Cooperative e-mail classification based on selective in-band notification within pattern based contextized groups
Original Publication Date: 2005-Oct-06
Included in the Prior Art Database: 2005-Oct-06
We have made two major additions to the original idea to address the implementation aspect of the idea and also enhance its practical value. Basically this disclosure is about a system for collaborative e-mail classification and spam classification is contained within the generic e-mail ranking function of this system.
Cooperative e-mail classification based on selective in -band notification within pattern based contextized groups
Spam e-mail is considered to be one of the biggest hurdles towards productivity. As it is well-known, the amount of spam e-mail will soon surpasses the amount of legitimate e-mail that is being passed around. According to a Ferris Research white paper, such unsolicited commercial e-mail makes up 30% of all e-mail exchanged today. The same paper points out the issues with the mobile messaging market becoming a breeding ground for spam and the amount of time, effort and money corporations spend on maintaining their spam defenses.
A number of systems are in place to control spam. Some of these systems are server-based and try to filter spam based on blacklists while allowing the ones listed on global whitelists. Other approaches use different filtering mechanisms. Very few existing solutions work on the user's side - many of these allow the user to specify what is spam and what is not spam.

============================================================

[Instructions to follow]
Reproduce everything in the e-mail classification disclosure from "A number of" down to "is not spam.".

[Data block]
============================================================

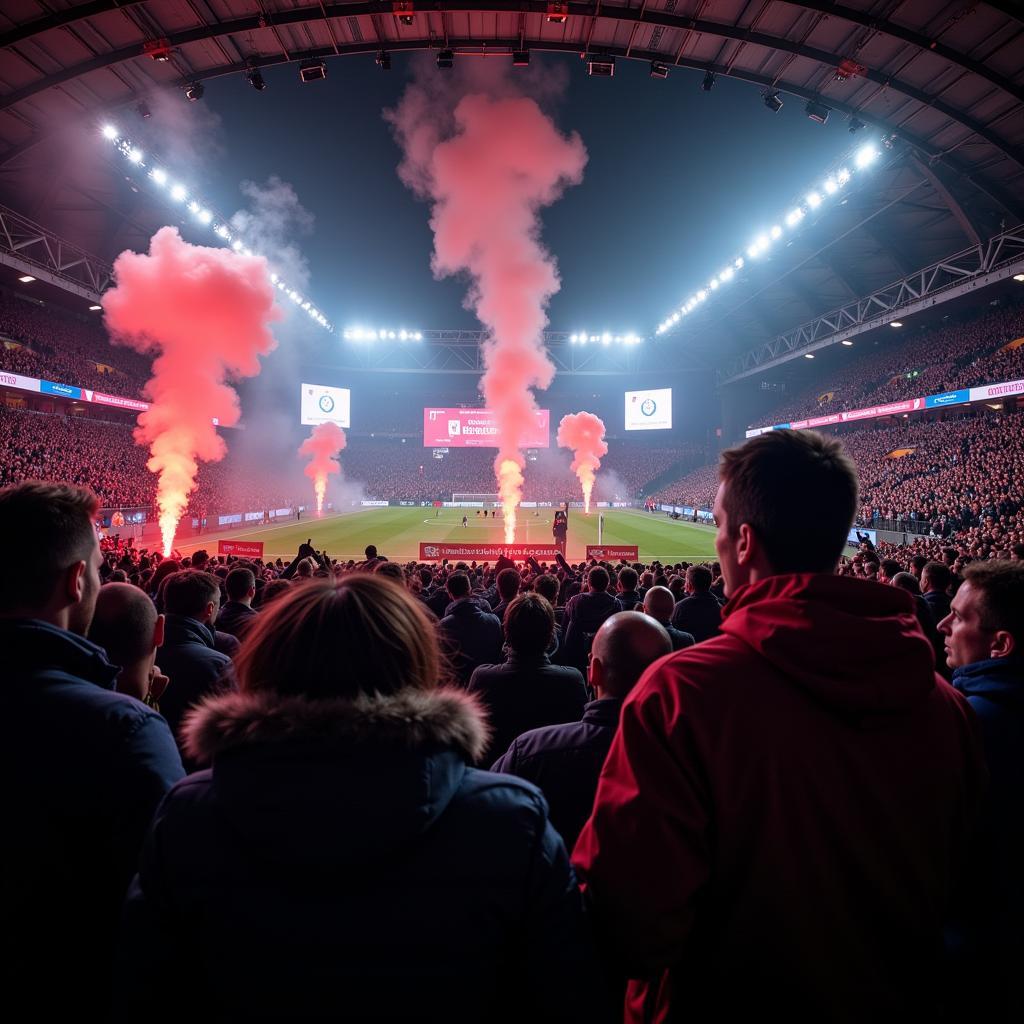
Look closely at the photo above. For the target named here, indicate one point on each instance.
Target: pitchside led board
(649, 410)
(322, 403)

============================================================

[Task output]
A number of systems are in place to control spam. Some of these systems are server-based and try to filter spam based on blacklists while allowing the ones listed on global whitelists. Other approaches use different filtering mechanisms. Very few existing solutions work on the user's side - many of these allow the user to specify what is spam and what is not spam.